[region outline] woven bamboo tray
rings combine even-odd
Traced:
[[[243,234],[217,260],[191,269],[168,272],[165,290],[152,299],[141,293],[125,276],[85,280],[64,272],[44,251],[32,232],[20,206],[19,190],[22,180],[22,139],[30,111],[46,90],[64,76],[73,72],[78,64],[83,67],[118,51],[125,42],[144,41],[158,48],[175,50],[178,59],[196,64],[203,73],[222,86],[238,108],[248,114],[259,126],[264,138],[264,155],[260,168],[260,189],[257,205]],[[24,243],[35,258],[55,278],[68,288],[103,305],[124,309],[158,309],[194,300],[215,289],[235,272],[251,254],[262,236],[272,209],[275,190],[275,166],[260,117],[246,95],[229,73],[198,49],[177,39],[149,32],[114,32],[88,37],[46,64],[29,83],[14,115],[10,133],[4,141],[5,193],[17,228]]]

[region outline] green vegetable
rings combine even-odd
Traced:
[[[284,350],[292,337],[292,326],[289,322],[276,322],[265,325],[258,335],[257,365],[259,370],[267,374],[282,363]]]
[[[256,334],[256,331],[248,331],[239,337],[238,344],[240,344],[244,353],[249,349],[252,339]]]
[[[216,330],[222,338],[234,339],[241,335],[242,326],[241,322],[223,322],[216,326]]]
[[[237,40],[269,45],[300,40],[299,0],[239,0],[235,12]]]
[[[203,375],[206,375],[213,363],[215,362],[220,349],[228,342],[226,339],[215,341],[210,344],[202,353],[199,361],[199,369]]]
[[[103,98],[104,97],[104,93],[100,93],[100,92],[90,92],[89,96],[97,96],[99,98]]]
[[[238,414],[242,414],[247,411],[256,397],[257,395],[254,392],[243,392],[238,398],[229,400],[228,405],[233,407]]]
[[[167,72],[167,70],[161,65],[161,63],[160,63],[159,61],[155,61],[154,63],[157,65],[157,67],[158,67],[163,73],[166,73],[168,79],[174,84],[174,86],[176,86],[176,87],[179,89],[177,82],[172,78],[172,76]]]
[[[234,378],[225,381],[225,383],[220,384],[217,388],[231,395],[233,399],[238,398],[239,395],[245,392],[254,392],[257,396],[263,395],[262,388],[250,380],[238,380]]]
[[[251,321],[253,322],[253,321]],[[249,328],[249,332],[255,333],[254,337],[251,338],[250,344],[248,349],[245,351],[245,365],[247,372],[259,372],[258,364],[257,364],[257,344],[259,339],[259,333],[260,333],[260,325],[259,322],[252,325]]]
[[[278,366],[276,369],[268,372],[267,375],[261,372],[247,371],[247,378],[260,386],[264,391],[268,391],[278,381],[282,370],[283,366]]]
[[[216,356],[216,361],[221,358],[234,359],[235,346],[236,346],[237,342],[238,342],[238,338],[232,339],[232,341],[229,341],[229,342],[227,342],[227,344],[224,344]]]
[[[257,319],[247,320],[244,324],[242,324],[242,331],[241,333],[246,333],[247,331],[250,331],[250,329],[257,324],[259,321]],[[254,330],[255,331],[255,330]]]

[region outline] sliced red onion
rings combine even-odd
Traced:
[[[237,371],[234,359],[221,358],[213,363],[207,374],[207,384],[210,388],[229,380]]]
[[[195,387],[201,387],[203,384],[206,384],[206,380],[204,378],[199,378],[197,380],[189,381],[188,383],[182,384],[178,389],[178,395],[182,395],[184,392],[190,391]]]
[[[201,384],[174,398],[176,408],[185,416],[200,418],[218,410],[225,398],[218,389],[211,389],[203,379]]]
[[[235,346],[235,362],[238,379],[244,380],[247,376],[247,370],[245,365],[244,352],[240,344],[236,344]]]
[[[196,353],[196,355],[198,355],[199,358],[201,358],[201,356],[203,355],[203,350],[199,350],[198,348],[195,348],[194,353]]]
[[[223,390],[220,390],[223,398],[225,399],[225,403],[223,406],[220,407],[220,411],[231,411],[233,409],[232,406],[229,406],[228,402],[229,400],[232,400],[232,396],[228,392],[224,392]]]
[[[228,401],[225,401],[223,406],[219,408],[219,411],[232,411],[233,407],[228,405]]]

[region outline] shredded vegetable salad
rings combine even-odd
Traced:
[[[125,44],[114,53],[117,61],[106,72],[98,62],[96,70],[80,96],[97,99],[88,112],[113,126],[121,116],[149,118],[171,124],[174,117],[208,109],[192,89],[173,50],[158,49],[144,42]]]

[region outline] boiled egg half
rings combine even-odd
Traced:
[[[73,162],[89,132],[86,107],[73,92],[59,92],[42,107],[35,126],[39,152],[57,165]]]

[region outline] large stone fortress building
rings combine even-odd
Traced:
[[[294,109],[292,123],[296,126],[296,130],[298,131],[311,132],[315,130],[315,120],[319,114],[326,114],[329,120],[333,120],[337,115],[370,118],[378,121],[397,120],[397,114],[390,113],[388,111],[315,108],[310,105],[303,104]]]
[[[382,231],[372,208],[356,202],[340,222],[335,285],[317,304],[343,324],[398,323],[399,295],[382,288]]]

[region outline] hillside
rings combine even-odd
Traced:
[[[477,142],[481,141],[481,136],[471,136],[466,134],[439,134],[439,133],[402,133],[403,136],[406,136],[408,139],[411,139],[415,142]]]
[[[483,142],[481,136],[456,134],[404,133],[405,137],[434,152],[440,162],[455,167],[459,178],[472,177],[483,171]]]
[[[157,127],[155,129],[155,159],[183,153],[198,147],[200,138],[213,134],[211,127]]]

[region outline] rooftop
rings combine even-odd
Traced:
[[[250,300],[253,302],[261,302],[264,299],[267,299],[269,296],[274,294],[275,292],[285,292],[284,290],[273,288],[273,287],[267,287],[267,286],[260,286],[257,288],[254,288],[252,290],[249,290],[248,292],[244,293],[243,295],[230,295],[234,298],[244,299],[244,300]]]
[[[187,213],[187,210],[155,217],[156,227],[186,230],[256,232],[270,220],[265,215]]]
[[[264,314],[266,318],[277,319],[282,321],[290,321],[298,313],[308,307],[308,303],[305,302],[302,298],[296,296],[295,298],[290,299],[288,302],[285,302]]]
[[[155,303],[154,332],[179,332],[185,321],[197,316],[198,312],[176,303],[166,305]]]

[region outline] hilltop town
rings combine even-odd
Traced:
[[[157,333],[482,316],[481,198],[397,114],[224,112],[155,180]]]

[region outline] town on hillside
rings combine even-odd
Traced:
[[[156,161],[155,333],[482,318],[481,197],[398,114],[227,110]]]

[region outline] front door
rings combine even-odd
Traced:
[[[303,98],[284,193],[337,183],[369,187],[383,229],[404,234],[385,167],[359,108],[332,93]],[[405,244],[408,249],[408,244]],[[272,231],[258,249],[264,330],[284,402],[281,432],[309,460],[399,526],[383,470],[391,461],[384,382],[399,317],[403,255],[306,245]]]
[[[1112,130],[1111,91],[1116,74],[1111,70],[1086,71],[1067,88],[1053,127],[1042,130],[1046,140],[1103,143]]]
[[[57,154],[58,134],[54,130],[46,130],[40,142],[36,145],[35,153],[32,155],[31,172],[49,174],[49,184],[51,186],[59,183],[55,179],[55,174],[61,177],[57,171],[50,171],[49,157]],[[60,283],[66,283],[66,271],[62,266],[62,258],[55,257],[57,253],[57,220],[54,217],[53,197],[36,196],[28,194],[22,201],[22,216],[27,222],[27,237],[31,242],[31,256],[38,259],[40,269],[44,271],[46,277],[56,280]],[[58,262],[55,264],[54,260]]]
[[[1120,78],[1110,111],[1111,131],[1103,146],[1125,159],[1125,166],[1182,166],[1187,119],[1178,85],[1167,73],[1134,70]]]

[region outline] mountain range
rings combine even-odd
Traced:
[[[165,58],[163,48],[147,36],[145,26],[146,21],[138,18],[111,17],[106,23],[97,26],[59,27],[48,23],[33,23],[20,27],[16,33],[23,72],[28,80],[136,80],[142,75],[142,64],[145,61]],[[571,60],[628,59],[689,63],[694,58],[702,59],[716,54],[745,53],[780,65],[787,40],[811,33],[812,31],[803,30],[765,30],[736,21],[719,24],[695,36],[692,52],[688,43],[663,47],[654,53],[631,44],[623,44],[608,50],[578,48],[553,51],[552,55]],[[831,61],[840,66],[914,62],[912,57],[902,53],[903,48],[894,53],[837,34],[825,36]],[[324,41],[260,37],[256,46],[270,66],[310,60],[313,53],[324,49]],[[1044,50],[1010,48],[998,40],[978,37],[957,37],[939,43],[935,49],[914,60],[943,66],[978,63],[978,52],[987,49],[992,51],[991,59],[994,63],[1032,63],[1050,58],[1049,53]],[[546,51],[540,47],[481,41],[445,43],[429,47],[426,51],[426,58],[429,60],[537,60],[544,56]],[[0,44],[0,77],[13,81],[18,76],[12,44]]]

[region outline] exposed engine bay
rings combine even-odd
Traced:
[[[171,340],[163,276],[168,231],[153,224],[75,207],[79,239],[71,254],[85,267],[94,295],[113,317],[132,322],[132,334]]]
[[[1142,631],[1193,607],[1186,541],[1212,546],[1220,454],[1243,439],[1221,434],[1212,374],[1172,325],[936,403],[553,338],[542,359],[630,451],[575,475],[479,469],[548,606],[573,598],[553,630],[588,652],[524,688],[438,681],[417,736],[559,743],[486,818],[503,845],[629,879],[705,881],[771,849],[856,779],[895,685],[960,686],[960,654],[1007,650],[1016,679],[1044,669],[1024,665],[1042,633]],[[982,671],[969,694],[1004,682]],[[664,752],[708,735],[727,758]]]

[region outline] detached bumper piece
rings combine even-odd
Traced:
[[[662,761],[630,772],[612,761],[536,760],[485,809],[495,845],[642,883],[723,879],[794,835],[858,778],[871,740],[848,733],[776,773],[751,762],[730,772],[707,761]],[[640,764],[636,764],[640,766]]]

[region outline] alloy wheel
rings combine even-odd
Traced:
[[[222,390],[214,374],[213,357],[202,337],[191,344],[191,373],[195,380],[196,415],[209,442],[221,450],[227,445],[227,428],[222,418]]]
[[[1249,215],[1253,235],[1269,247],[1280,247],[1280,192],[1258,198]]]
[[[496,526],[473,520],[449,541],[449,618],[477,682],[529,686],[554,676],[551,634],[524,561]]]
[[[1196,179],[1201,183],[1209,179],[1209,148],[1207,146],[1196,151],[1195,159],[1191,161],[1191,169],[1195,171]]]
-=-=-
◆ **WORK REQUEST**
Copy out each line of the listing that holds the string "town".

◆ **EXERCISE SOLUTION**
[region outline] hilltop town
[region outline] town on hillside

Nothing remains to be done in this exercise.